REQUIRED TASK -
Pull out every line of the records below that contains the word "neck". Case counts.

===== MATERIAL TO PROCESS

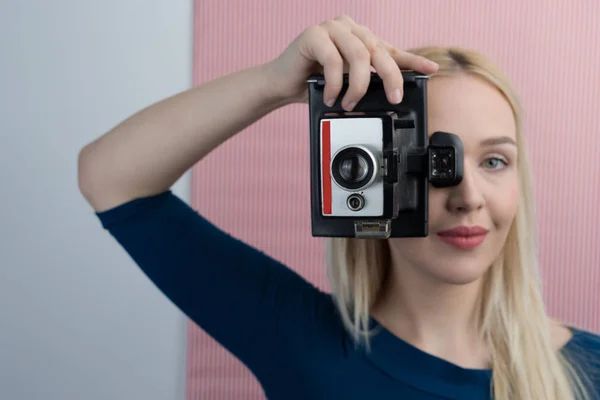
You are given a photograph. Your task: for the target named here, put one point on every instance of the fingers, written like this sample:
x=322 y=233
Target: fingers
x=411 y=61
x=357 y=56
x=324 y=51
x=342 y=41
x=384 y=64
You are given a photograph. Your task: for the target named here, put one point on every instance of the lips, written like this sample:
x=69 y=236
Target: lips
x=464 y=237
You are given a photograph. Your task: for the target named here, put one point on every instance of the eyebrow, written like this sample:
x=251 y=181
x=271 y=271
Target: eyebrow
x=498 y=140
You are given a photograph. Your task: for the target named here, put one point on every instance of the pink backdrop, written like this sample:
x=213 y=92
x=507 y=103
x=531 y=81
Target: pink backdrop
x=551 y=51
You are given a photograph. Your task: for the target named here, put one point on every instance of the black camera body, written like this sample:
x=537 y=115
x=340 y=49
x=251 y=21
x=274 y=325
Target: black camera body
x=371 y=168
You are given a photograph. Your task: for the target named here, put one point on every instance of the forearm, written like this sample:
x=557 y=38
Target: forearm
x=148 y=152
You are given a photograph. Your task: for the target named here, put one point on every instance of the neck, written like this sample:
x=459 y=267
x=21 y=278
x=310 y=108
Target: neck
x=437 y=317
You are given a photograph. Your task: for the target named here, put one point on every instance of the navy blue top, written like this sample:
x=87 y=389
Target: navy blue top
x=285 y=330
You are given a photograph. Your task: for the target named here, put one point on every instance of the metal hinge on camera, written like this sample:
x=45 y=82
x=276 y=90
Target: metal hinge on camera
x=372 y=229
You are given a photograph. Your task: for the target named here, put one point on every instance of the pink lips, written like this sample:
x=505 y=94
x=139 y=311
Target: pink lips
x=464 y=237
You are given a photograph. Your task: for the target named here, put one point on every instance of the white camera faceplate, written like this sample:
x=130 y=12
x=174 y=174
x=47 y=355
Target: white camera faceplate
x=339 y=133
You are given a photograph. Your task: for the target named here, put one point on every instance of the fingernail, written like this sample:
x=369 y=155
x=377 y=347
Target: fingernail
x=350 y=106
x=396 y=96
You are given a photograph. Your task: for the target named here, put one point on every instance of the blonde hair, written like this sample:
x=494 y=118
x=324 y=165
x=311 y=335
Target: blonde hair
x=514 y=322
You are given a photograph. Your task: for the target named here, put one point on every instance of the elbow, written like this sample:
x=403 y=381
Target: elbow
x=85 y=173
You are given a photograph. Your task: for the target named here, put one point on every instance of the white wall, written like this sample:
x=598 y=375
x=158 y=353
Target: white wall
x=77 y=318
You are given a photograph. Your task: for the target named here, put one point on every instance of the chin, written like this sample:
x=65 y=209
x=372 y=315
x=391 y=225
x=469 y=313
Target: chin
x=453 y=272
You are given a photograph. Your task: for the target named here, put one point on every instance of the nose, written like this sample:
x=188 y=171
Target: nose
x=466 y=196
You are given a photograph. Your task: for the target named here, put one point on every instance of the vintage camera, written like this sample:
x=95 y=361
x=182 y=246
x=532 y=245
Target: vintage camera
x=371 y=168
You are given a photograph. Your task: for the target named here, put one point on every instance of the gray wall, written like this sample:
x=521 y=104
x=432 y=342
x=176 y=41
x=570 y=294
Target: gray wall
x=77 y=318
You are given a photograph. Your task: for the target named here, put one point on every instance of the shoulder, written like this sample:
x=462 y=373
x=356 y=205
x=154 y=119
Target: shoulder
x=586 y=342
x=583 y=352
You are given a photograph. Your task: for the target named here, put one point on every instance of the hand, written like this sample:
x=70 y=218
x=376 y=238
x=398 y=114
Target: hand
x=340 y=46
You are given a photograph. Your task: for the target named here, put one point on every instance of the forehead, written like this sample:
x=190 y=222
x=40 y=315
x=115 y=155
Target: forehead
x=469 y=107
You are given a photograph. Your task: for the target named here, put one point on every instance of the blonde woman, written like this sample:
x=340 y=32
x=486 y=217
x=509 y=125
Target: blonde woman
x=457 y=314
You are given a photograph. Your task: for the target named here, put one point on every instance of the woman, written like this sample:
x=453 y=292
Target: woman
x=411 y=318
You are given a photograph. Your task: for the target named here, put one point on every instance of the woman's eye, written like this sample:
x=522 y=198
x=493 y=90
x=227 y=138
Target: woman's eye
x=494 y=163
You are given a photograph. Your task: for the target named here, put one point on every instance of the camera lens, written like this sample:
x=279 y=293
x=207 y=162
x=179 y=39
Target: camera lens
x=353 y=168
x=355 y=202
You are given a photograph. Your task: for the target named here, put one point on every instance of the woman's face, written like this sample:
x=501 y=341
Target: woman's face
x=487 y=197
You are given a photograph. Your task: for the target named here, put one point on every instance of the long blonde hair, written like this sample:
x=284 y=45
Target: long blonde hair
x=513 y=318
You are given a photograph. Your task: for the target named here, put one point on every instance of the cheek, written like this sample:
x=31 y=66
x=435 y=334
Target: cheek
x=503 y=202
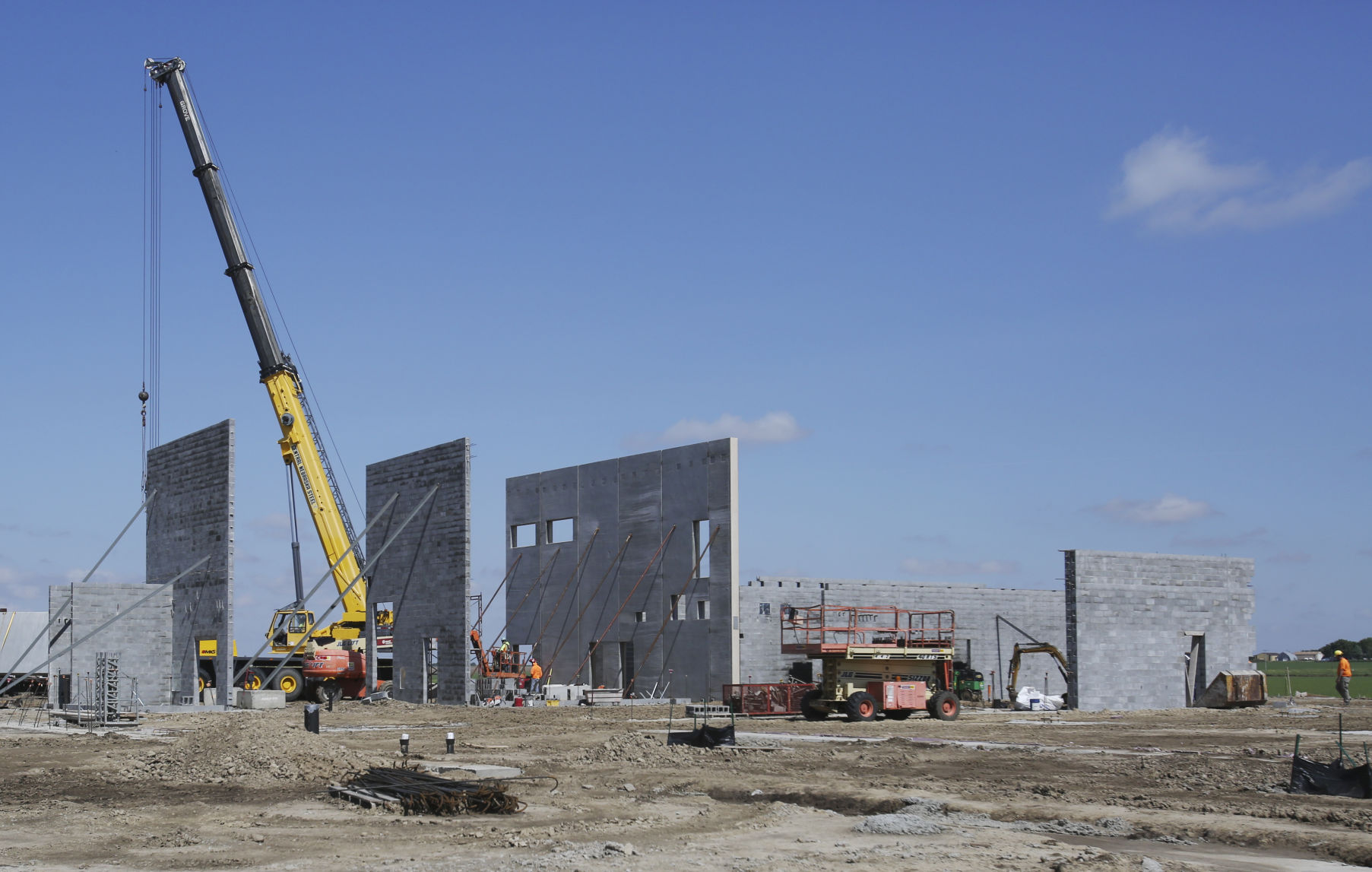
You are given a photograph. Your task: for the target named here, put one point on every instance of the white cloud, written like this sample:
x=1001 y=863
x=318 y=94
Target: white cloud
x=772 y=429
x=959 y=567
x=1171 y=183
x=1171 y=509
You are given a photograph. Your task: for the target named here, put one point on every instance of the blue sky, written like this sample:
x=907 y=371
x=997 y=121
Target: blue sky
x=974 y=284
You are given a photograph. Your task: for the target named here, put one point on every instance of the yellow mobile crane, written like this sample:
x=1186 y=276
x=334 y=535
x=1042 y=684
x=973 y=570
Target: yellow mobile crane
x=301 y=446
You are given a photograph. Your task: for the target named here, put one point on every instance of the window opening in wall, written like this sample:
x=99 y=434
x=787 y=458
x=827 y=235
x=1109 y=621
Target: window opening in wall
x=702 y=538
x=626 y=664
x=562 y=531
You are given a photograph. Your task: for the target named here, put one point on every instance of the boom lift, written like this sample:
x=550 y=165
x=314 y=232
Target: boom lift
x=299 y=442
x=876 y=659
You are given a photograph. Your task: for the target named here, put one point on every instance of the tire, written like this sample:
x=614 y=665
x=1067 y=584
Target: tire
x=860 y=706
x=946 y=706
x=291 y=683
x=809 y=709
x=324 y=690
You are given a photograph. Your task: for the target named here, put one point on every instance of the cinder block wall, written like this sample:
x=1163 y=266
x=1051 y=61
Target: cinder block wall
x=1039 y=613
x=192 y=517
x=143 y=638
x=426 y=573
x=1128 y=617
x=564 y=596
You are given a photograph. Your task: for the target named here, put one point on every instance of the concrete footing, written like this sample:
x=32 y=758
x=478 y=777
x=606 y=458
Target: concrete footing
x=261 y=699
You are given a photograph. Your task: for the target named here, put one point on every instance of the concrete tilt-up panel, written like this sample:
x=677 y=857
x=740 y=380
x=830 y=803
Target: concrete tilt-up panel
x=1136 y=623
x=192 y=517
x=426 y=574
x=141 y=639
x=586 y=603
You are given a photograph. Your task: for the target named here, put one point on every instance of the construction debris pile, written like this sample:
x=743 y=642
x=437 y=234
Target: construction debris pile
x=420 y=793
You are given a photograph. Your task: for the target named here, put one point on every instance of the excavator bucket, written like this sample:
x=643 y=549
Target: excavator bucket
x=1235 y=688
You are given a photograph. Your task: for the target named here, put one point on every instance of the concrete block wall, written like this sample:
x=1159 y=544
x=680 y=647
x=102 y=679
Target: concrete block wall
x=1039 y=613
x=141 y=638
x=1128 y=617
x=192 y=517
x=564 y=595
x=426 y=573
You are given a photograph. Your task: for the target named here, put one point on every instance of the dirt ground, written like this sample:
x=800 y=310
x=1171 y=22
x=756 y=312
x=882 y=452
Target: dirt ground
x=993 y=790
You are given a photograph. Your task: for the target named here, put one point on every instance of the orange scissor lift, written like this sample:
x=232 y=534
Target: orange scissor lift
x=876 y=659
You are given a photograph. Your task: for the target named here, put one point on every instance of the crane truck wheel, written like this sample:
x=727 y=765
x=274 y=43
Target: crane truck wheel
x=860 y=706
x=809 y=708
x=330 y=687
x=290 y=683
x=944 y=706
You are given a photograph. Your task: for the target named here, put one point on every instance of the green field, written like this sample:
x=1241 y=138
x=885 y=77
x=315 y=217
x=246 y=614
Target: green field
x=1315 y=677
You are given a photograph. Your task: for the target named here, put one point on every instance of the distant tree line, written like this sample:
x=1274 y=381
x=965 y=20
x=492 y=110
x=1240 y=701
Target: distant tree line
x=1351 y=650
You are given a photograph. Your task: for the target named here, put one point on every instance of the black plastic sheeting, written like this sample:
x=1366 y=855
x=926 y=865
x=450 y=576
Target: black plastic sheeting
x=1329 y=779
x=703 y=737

==========
===== MATERIAL TO PROCESS

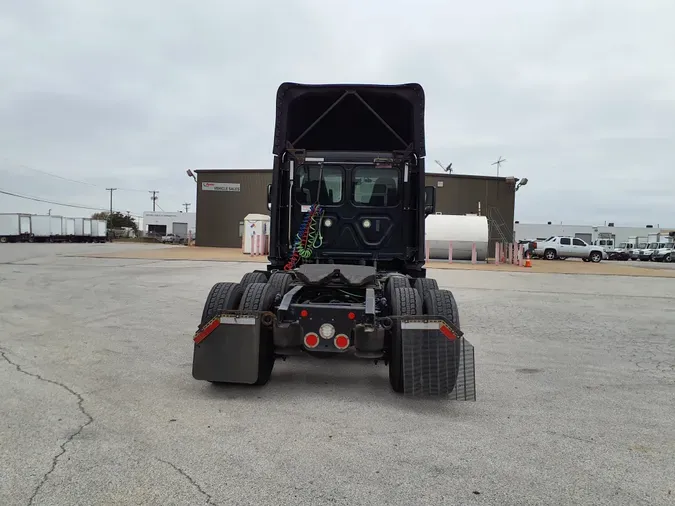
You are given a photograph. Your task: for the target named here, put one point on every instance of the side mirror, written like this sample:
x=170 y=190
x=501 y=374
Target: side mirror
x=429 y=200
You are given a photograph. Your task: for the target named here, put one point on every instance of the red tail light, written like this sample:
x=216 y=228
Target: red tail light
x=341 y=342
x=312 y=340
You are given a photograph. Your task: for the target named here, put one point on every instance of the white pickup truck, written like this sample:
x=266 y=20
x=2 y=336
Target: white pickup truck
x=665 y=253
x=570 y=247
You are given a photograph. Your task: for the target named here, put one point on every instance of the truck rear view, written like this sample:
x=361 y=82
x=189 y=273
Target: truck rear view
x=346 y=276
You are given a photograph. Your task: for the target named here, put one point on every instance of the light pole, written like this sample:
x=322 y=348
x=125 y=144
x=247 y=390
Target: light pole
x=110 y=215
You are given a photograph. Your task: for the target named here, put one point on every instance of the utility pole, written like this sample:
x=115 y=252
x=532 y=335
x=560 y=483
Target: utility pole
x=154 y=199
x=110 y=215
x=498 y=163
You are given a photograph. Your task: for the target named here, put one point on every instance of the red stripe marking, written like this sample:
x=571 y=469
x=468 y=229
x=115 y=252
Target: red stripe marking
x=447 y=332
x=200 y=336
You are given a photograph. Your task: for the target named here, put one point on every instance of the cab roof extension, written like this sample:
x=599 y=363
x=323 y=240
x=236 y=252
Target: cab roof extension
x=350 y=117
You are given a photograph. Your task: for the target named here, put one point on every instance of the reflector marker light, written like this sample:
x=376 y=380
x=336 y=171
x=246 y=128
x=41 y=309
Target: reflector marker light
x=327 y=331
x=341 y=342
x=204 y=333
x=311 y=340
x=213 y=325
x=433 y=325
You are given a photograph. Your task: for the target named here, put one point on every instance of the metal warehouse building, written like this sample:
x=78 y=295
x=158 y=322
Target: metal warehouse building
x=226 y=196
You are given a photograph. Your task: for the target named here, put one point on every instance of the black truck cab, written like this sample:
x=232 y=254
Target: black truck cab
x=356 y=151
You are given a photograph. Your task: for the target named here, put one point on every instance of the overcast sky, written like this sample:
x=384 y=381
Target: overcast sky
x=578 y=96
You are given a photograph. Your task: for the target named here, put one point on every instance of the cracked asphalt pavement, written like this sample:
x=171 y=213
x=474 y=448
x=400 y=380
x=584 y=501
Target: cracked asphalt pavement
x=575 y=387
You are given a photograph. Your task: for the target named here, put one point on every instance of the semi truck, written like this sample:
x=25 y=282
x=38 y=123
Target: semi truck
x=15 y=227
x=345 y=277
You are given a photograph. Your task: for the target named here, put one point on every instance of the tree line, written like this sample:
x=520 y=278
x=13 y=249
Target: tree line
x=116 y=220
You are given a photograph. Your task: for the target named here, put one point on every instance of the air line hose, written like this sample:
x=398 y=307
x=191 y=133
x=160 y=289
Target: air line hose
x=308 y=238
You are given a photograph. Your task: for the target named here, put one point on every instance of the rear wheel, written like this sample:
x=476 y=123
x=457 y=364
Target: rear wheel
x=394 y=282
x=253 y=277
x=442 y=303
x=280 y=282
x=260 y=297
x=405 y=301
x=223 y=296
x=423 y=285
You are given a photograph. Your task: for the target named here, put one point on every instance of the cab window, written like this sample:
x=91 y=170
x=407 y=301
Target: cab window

==========
===== MATERIAL TO PROCESS

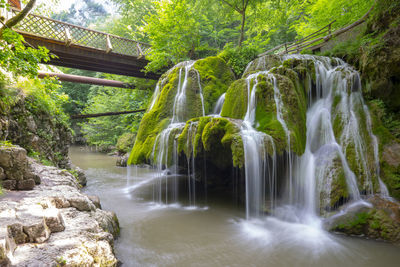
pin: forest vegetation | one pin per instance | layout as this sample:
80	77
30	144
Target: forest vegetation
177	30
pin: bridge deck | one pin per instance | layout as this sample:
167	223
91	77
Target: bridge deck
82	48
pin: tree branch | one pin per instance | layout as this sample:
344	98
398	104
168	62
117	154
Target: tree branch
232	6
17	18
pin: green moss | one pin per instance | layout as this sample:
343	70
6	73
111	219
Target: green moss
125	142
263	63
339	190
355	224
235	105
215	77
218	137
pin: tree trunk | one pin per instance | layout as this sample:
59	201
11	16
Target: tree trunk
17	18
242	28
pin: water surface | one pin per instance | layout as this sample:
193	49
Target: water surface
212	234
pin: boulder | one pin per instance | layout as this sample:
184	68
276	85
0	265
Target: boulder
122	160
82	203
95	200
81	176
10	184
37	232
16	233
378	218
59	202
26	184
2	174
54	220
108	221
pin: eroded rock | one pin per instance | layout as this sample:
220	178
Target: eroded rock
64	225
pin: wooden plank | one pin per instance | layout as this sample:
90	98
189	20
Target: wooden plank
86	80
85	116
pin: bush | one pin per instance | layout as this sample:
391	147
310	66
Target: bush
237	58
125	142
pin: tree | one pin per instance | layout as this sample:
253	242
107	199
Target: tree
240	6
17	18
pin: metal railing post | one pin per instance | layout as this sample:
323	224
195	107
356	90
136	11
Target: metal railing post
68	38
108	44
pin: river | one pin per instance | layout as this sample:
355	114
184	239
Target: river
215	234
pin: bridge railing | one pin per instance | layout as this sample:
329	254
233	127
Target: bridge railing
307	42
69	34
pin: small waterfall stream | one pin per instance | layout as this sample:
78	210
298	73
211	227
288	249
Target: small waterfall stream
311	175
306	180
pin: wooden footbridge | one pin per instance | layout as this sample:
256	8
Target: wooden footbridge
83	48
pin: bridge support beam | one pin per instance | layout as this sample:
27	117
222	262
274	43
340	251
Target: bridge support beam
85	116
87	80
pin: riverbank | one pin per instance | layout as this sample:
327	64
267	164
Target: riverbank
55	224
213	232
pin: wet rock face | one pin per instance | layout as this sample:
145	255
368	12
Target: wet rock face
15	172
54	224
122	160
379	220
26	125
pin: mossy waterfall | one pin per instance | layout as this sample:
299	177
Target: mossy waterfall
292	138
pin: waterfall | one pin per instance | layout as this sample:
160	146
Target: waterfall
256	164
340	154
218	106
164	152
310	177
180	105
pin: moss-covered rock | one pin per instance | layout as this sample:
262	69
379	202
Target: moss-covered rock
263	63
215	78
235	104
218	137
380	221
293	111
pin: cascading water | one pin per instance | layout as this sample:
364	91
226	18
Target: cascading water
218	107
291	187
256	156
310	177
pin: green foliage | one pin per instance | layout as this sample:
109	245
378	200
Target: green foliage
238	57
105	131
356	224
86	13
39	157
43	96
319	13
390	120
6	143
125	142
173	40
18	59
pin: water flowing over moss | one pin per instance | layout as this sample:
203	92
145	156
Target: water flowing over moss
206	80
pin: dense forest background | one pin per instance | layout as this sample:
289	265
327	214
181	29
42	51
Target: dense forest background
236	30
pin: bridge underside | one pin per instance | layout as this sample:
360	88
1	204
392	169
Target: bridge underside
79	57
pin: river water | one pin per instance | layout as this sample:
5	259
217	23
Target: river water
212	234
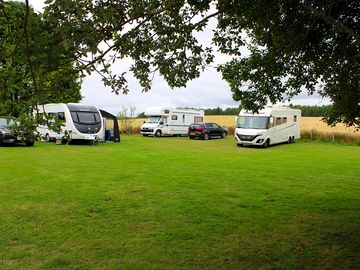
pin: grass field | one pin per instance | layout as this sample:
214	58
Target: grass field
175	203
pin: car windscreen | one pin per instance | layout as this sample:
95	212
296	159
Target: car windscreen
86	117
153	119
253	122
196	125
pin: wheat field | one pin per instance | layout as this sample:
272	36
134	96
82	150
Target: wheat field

==========

FULL OUTPUT -
You are given a photograph. Your task: for the target named here, put one point on every instance of the neck, written like this sample:
Target: neck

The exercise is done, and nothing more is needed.